Only the lines from the one with "Point out every instance of the large" to the end of the records are wanted, each repeated exactly, both ends included.

> [Input material]:

• • • • •

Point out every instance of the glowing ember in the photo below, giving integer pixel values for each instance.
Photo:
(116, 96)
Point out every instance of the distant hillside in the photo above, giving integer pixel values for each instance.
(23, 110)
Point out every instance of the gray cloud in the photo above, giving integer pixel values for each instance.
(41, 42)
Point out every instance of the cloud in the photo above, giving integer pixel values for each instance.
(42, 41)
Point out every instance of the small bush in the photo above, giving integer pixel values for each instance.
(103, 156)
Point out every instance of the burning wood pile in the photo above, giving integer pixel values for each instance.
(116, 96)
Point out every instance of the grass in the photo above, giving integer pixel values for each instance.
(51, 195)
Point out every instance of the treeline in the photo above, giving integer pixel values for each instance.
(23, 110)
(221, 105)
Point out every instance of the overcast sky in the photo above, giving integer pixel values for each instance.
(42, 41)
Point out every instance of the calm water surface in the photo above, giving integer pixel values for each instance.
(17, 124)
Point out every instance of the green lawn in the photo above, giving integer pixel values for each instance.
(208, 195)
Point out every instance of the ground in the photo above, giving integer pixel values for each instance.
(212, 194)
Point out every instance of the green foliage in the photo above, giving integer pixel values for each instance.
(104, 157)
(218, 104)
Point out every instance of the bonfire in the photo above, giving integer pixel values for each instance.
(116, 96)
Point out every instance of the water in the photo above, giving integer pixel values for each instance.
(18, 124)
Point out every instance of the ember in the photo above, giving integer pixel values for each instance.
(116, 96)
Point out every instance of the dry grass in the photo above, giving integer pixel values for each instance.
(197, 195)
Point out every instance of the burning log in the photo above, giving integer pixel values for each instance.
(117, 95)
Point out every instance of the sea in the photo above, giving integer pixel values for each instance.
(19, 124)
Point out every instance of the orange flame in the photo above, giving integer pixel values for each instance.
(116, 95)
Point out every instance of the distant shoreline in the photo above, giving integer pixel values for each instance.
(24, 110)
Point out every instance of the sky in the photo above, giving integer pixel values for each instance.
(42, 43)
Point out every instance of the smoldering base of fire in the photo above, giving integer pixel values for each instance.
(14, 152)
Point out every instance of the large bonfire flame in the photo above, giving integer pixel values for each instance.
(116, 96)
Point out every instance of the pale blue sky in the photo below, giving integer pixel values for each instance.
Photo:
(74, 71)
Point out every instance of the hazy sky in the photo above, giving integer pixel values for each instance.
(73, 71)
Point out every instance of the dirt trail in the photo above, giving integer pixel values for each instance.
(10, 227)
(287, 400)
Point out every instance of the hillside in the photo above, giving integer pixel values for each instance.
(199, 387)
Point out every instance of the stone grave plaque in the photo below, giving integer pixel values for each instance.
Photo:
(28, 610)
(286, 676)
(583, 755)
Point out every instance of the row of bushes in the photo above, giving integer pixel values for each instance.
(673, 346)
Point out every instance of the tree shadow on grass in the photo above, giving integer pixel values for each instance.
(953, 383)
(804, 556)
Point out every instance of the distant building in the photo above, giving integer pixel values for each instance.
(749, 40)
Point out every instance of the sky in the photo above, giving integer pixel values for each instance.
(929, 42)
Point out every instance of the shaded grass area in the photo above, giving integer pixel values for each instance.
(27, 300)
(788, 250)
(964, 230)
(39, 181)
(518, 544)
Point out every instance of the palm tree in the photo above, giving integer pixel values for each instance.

• • • • •

> [Result for this exercise]:
Point out every instance of the large bonfire flame in the photo above, giving integer pixel values for each instance.
(116, 96)
Point out every instance of the pale blue sky in the photo below, giving integer pixel values for each instance.
Photo:
(74, 71)
Point out every instance of the hazy sky in the photo above, giving integer pixel values for each instance.
(73, 71)
Point out every instance of the dirt trail in the photo above, giving integer pixel values for each instance.
(10, 227)
(287, 400)
Point out every instance of the hillside in the photo above, giving integer pixel values for each instance.
(199, 387)
Point out every instance of the stone grave plaque in the photo below, giving integer pixel values for each instance.
Photo:
(28, 610)
(286, 676)
(583, 755)
Point out every instance of the row of bushes in the photo above, giving integer pixel values for each instance.
(673, 346)
Point out every instance of the tree shadow on grass in the photo above, giving integer pixel values for each instance.
(953, 383)
(804, 556)
Point out every instance of the distant building in the photo above, giving integer pixel values for each instance.
(749, 40)
Point out every instance of the sky in the photo above, giving integer pixel values for each instance.
(929, 42)
Point out every instance of the shaded grass area in the photo above, giving integer pixel values for each instance.
(27, 300)
(788, 250)
(964, 230)
(39, 181)
(518, 544)
Point out every instance of the palm tree in the photo above, giving integer pixel values for each instance.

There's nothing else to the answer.